EXERCISE PROMPT. Please gather every line of the material below that contains the word "this".

-- Begin RECORDS PROVIDED --

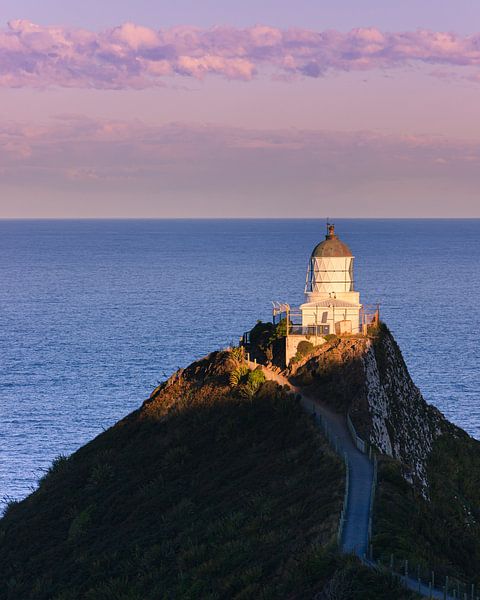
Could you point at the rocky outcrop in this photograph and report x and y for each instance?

-- End RECORDS PROVIDED --
-- Begin RECORDS PROVIDED --

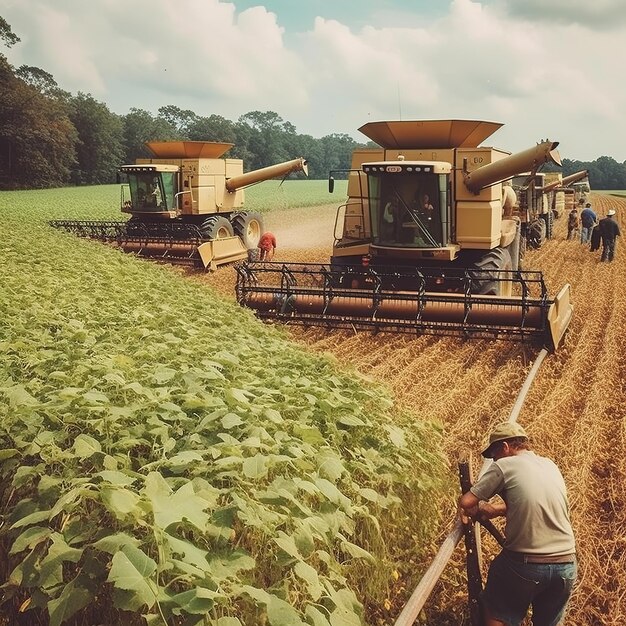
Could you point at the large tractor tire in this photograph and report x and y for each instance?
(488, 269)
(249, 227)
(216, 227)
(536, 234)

-- End RECORDS PROVIDED --
-- Begin RECORDS PROVIDED --

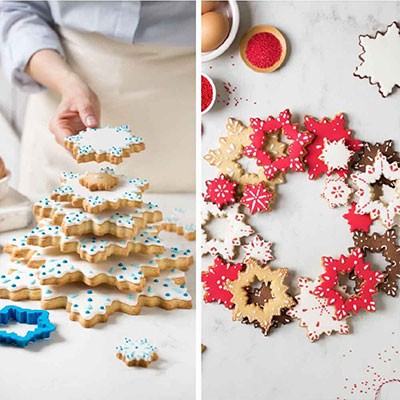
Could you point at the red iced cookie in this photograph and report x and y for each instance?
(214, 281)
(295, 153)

-- End RECORDS PROVIDED --

ANSWER IN FULL.
Could you point at the rocky outcrop in this photograph and report x and y for each instance?
Could you point at the large tractor tire in this photograph and report x and y for each instance?
Could you point at the red iced cookie in this photograph and report x and y for each instance?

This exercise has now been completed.